[WRITTEN PROBLEM] Please convert every line of the entries below into a JSON list of strings, one string per line, leaving out any blank lines.

[START OF MATERIAL FOR THE TASK]

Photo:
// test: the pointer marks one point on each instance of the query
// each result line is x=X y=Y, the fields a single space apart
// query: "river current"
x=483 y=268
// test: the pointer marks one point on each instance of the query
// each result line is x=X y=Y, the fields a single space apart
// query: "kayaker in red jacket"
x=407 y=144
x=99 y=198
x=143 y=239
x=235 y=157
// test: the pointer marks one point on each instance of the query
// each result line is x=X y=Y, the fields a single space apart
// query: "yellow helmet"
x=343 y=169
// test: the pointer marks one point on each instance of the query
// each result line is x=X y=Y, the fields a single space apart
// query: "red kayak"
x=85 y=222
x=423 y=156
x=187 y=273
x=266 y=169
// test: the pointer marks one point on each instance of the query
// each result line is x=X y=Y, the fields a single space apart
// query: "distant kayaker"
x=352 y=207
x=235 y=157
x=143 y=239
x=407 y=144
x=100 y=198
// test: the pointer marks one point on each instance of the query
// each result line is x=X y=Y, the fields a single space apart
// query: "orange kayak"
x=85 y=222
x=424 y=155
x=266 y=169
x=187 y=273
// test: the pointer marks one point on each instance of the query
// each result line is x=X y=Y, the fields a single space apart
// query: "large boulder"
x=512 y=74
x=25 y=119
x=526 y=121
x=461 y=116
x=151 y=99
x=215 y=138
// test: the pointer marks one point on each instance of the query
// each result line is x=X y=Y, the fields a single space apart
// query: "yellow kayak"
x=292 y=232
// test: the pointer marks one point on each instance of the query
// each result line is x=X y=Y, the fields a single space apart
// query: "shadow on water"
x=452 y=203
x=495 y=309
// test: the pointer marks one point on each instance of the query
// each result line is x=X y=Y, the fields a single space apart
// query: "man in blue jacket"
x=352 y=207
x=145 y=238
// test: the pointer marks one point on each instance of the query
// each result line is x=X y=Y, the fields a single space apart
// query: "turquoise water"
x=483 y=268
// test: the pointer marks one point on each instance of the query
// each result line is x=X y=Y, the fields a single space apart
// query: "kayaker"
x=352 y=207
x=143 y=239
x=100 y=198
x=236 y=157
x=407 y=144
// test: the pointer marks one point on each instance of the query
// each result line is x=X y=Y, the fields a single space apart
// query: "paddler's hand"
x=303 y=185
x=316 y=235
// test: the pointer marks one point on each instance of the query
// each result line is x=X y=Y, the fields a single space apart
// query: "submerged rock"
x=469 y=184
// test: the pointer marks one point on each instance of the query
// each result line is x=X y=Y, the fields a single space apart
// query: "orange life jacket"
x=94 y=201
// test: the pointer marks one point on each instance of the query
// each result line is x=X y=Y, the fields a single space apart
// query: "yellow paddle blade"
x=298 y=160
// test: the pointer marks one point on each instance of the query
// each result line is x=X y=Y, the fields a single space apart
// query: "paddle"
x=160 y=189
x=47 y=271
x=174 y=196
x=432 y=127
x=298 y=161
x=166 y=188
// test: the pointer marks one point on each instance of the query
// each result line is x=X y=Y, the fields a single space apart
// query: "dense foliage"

[END OF MATERIAL FOR THE TASK]

[WRITTEN ANSWER]
[
  "Photo:",
  "// test: the pointer marks one point on each instance of the query",
  "// each result line is x=X y=Y, the fields a single space apart",
  "// query: \"river current\"",
  "x=483 y=268",
  "// test: the pointer marks one point on each instance of the query",
  "// each result line is x=X y=Y, the fields a single space apart",
  "// query: \"kayaker in red jacket\"",
  "x=407 y=144",
  "x=99 y=198",
  "x=143 y=239",
  "x=235 y=157",
  "// test: the pointer marks one point on each instance of the query",
  "// each result line is x=X y=Y, the fields a single space apart",
  "// query: \"yellow helmet\"",
  "x=343 y=169",
  "// test: the pointer marks one point on each instance of the query",
  "// each result line is x=X y=Y, the fields a single space apart",
  "// query: \"red kayak\"",
  "x=85 y=222",
  "x=423 y=156",
  "x=187 y=273",
  "x=266 y=169",
  "// test: the pointer marks one point on each instance of the query",
  "// each result line is x=X y=Y, the fields a single space apart",
  "// query: \"distant kayaker\"",
  "x=352 y=207",
  "x=235 y=157",
  "x=143 y=239",
  "x=407 y=144",
  "x=100 y=198",
  "// test: the pointer marks one point on each instance of the query",
  "// each result line is x=X y=Y, the fields a single space apart",
  "// query: \"orange kayak\"",
  "x=85 y=222",
  "x=424 y=155",
  "x=266 y=169",
  "x=187 y=273",
  "// test: the pointer marks one point on each instance of the query",
  "// each result line is x=X y=Y, the fields a single space apart",
  "// query: \"large boulder\"",
  "x=512 y=74",
  "x=25 y=119",
  "x=526 y=121",
  "x=461 y=116",
  "x=151 y=99",
  "x=215 y=138",
  "// test: the pointer marks one point on each instance of the query",
  "// each result line is x=X y=Y, the fields a single space apart",
  "// query: \"yellow kayak\"",
  "x=292 y=232",
  "// test: the pointer marks one point on each instance of the query",
  "// each result line is x=X y=Y, the fields a single space apart",
  "// query: \"shadow on water\"",
  "x=452 y=203",
  "x=495 y=309",
  "// test: the pointer marks one point on each instance of the query",
  "// each result line is x=X y=Y, the fields a single space apart",
  "// query: \"man in blue jacket\"",
  "x=352 y=207",
  "x=145 y=238",
  "// test: the pointer marks one point on each instance of the query",
  "// each result line is x=X y=Y, the fields a single space apart",
  "// query: \"turquoise water\"",
  "x=483 y=268",
  "// test: the pointer marks one point on each instance of the query",
  "// each result line is x=X y=Y, the fields a single space apart",
  "// query: \"kayaker\"",
  "x=352 y=207",
  "x=143 y=239",
  "x=100 y=198",
  "x=236 y=157",
  "x=407 y=144",
  "// test: the pointer marks one point on each instance of the query",
  "// each result line is x=X y=Y, the fields a single space apart",
  "// query: \"paddler's hand\"",
  "x=303 y=185",
  "x=316 y=235",
  "// test: the pointer marks one point on each instance of the query",
  "// each result line is x=X y=Y, the fields a single space apart",
  "// query: \"submerged rock\"",
  "x=469 y=184",
  "// test: the pointer marks one point on each instance of the query",
  "// each result line is x=X y=Y, the fields a single space apart",
  "// query: \"orange life jacket\"",
  "x=94 y=201",
  "// test: the pointer marks one point on each instance of the query",
  "// each result line is x=X y=Y, the fields a single space apart",
  "// query: \"yellow paddle blade\"",
  "x=298 y=160",
  "// test: the pointer marks one point on each instance of the query",
  "// each result line is x=X y=Y, the fields a single space apart",
  "// query: \"paddle\"",
  "x=160 y=189",
  "x=47 y=271",
  "x=174 y=196",
  "x=432 y=127",
  "x=298 y=161",
  "x=166 y=188",
  "// test: the pointer marks one point on each instance of the query",
  "// each result line is x=X y=Y, the fields a single space apart",
  "// query: \"dense foliage\""
]